──────── 読解文 ────────
アイルランド代表、どんなチーム?‥‥part 2

(文・出村謙知)

偉大なる敗者。
世界のラグビー史を紐解いた時、このポジションがアイルランド以上にぴったりくるチームは存在しないのではないか。

ホームネイション国のライバル(イングランド、スコットランド、ウェールズ)全てに通算成績で負け越し。
さらに、その範囲をフランスおよび南半球の3強(ニュージーランド、豪州、南アフリカ)に広げても、その史実は変わらない。
前記の強豪国中、過去のラグビーワールドカップ(RWC)で、4強入りしたことがないのもアイルランドだけだ。

それでも、自国以外で選ぶならアイルランドの試合を観たいというラグビーファンは少なくない。
それは、“アイリッシュスピリッツ”とも賞賛される、どんな相手にも臆せずに立ち向かっていくファイティングスピリッツ溢れる戦いぶりが、数多くの名勝負を生み出してきていることを世界中のラグビーファンが認識しているからでもあるだろう。

そんな偉大な敗者たるアイルランドが生み出した名勝負をひとつだけ紹介するなら、RWC1991準々決勝となる。
地元ダブリンの今はなきランズダウン競技場に豪州を迎えたアイルランドは、最終的にその大会で頂点を極めることになるワラビーズを追い詰めた。
ニック・ファージョーンズ – マイケル・ライナーのハーフ団やティム・ホラン – ジェイソン・リトルのCTB陣、さらにテストマッチ最多トライ記録保持者だったWTBデビッド・キャンピージという全く隙のないモダンラグビーを繰り出す豪州相手に徹底したハイパント攻撃と“魂の”としか表現のしようのないハードタックルで追い詰め、試合終了5分前に飛び出したFLゴードン・ハミルトンのトライ(ゴール)で18 – 15と勝ち越しに成功する。
────────
• _問題と課題_
a. アイルランド代表に関する文章によると、RWC1991準々決勝はどの競技場で行われましたか。
b. アイルランド代表に関する文章を、最後の一文に続けて書き進めてください。
──────── 表示データ ────────
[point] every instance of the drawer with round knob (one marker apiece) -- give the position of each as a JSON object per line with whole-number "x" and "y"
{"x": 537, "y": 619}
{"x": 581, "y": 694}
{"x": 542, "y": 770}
────────
• _課題の解答_
a. ダブリンの、今はなきランズダウン競技場で行われました。

b.
この時のランズダウンは多くの地元ファンがグラウンドに飛び出すなど歓喜の渦に包まれたが、そんな興奮状態にも冷静さを失わなかった王者がキックオフから理詰めで攻めて、キャンピージからラストパスを受けたSOライナーがトライを決めて再逆転。
ピッチ上とスタンドの緑色集団にとっては、天国から地獄へ突き落とされる結果となったが、これほどまでに敗者がクローズアップされる名勝負がそうはないのも事実だ。

歴史を紐解くなら、アイルランドは1875年にイングランドとの間で最初のテストマッチを戦っている。対戦カードとしては、1871年にラグビー史上初のテストマッチとして行われたイングランド – スコットランドに次ぐもので、1877年にはアイルランド – スコットランド戦も行われた記録が残っている。

前述のように、他の強豪国に対して軒並み負け越し、RWCでも準決勝に進んだことのないアイルランドだが、もちろん過去に何度かの黄金期も経験している。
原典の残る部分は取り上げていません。